What you have to do
Return every line of the data that contains the string "gold".

Listed entries
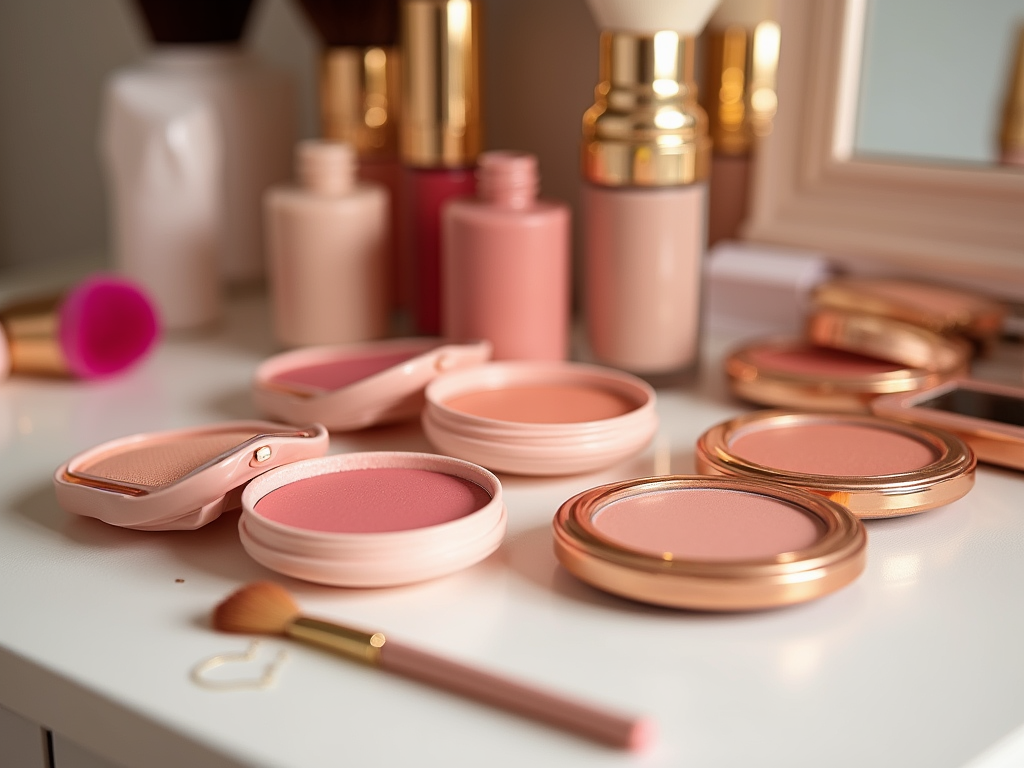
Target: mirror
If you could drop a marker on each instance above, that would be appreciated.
(961, 223)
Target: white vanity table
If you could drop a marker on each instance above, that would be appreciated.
(919, 663)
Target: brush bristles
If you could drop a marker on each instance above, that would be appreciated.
(258, 608)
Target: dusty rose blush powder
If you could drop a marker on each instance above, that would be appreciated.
(833, 449)
(711, 524)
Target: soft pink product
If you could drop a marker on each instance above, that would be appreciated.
(100, 327)
(373, 519)
(328, 242)
(539, 418)
(506, 263)
(352, 386)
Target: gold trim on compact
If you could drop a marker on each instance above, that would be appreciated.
(835, 559)
(943, 480)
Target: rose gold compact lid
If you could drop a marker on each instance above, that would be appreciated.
(709, 543)
(877, 467)
(179, 479)
(886, 339)
(793, 373)
(941, 309)
(352, 386)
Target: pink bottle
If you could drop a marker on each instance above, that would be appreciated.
(327, 241)
(506, 263)
(440, 136)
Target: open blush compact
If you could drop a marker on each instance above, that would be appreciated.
(373, 519)
(876, 467)
(709, 543)
(534, 418)
(179, 479)
(353, 386)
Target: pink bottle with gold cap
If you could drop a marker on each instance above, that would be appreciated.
(506, 263)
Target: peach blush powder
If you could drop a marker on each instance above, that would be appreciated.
(373, 501)
(811, 360)
(338, 374)
(829, 449)
(543, 403)
(707, 524)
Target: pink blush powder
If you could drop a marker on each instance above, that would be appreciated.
(338, 374)
(707, 524)
(543, 403)
(373, 501)
(810, 360)
(845, 450)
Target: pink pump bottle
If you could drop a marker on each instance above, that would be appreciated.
(327, 240)
(506, 263)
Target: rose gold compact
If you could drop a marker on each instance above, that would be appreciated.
(798, 374)
(938, 308)
(877, 467)
(988, 417)
(709, 543)
(180, 479)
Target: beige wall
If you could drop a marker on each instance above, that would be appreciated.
(541, 67)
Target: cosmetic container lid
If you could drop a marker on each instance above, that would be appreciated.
(886, 339)
(535, 418)
(876, 467)
(938, 308)
(794, 373)
(440, 83)
(987, 416)
(709, 543)
(179, 479)
(323, 532)
(352, 386)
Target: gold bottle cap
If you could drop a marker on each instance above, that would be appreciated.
(359, 98)
(440, 83)
(645, 127)
(739, 94)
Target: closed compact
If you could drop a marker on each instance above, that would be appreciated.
(876, 467)
(352, 386)
(373, 519)
(179, 479)
(709, 543)
(535, 418)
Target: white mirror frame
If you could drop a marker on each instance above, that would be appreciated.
(956, 223)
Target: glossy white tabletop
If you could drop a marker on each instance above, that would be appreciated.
(919, 663)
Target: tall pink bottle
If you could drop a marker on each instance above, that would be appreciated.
(645, 161)
(328, 241)
(439, 136)
(506, 263)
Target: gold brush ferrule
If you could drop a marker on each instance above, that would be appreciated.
(440, 83)
(33, 337)
(645, 128)
(740, 98)
(354, 644)
(359, 98)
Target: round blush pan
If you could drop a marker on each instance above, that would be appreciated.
(793, 373)
(709, 543)
(537, 418)
(373, 519)
(353, 386)
(878, 467)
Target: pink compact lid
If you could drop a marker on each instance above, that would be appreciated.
(353, 386)
(105, 325)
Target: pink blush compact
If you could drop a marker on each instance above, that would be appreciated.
(535, 418)
(709, 543)
(374, 519)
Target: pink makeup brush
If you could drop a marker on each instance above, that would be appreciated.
(98, 328)
(267, 608)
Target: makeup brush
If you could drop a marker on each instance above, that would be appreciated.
(266, 608)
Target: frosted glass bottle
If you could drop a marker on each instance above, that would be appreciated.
(328, 245)
(505, 263)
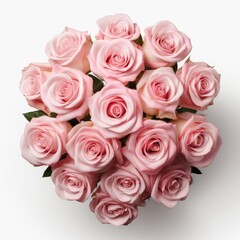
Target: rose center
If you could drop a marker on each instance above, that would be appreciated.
(117, 108)
(160, 89)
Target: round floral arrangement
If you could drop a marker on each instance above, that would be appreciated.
(117, 118)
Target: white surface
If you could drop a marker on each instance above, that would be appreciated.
(29, 207)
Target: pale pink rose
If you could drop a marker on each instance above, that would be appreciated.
(108, 210)
(125, 183)
(70, 49)
(116, 60)
(33, 77)
(44, 140)
(116, 110)
(66, 93)
(160, 91)
(70, 183)
(89, 148)
(171, 185)
(199, 141)
(151, 147)
(117, 26)
(201, 85)
(164, 45)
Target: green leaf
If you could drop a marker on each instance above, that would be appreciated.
(139, 41)
(182, 110)
(196, 170)
(97, 83)
(47, 172)
(35, 114)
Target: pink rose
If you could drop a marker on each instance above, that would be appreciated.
(89, 148)
(116, 110)
(70, 183)
(33, 77)
(201, 85)
(164, 45)
(152, 146)
(66, 93)
(111, 211)
(116, 60)
(171, 185)
(199, 141)
(117, 26)
(44, 140)
(160, 91)
(125, 183)
(70, 49)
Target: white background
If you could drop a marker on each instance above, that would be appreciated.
(29, 207)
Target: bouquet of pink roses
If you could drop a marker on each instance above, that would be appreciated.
(116, 117)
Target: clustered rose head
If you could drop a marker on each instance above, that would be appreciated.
(117, 117)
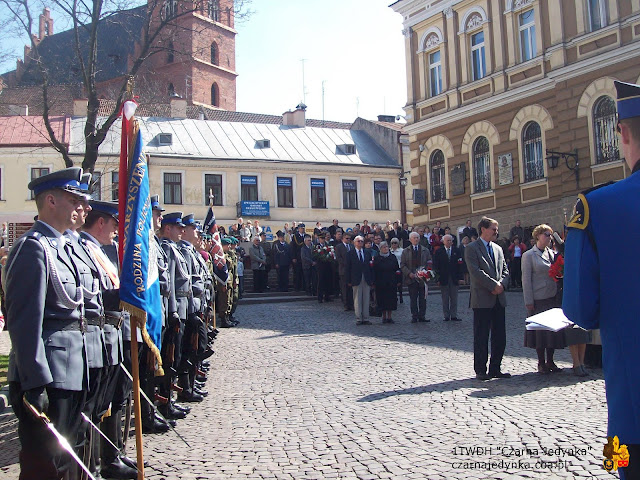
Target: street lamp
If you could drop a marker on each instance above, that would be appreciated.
(570, 160)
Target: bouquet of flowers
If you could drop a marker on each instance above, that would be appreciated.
(556, 271)
(323, 253)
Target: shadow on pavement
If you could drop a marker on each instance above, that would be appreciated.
(514, 386)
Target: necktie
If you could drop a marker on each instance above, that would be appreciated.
(490, 250)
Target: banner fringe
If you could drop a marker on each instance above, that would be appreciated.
(140, 317)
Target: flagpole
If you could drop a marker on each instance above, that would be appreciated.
(129, 127)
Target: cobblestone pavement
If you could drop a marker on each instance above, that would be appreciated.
(299, 391)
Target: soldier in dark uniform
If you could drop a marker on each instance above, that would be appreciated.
(47, 363)
(177, 308)
(194, 313)
(297, 242)
(282, 261)
(599, 291)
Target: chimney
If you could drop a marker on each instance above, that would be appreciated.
(178, 107)
(18, 110)
(387, 118)
(297, 118)
(80, 107)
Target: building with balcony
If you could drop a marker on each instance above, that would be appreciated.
(511, 107)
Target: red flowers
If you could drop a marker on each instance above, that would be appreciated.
(556, 271)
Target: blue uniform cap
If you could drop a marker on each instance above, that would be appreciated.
(107, 208)
(174, 218)
(628, 100)
(155, 203)
(67, 179)
(189, 221)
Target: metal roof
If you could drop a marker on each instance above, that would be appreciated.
(208, 139)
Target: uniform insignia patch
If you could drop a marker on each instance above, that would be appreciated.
(580, 217)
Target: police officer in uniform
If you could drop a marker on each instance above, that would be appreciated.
(45, 318)
(599, 280)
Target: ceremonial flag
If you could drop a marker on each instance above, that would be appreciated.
(219, 262)
(139, 280)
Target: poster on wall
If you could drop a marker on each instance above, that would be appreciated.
(505, 169)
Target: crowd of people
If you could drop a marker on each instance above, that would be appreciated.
(71, 338)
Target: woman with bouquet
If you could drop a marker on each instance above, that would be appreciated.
(386, 279)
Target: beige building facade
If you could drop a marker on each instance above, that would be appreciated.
(511, 107)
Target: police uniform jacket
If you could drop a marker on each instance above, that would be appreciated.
(44, 307)
(90, 279)
(600, 291)
(179, 280)
(197, 282)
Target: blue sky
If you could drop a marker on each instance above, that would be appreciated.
(355, 46)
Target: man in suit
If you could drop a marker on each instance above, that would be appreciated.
(414, 257)
(359, 276)
(446, 263)
(341, 250)
(599, 286)
(282, 261)
(489, 279)
(47, 363)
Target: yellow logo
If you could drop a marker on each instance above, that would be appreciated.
(615, 455)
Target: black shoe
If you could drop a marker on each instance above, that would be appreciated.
(157, 426)
(117, 469)
(192, 397)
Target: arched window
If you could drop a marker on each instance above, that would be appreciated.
(533, 161)
(215, 95)
(214, 53)
(438, 187)
(604, 126)
(481, 165)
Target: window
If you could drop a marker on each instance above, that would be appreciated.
(527, 35)
(597, 13)
(381, 195)
(173, 188)
(214, 53)
(115, 184)
(213, 185)
(215, 95)
(438, 187)
(170, 51)
(533, 160)
(478, 66)
(213, 10)
(248, 188)
(318, 193)
(169, 9)
(95, 187)
(435, 74)
(37, 173)
(350, 194)
(481, 165)
(604, 126)
(285, 192)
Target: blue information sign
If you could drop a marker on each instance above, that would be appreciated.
(254, 209)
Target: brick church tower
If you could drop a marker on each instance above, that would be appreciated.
(196, 57)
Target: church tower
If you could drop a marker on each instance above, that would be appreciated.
(195, 57)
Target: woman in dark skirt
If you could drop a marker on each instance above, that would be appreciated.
(539, 291)
(385, 266)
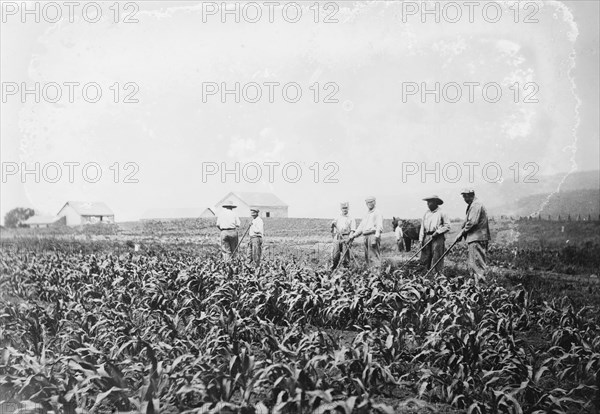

Completed exercise
Target: gold trim on compact
Target: rose gold compact lid
Target: pink bottle with gold cap
Target: rose gold compact
Target: gold bottle cap
Target: gold brush ferrule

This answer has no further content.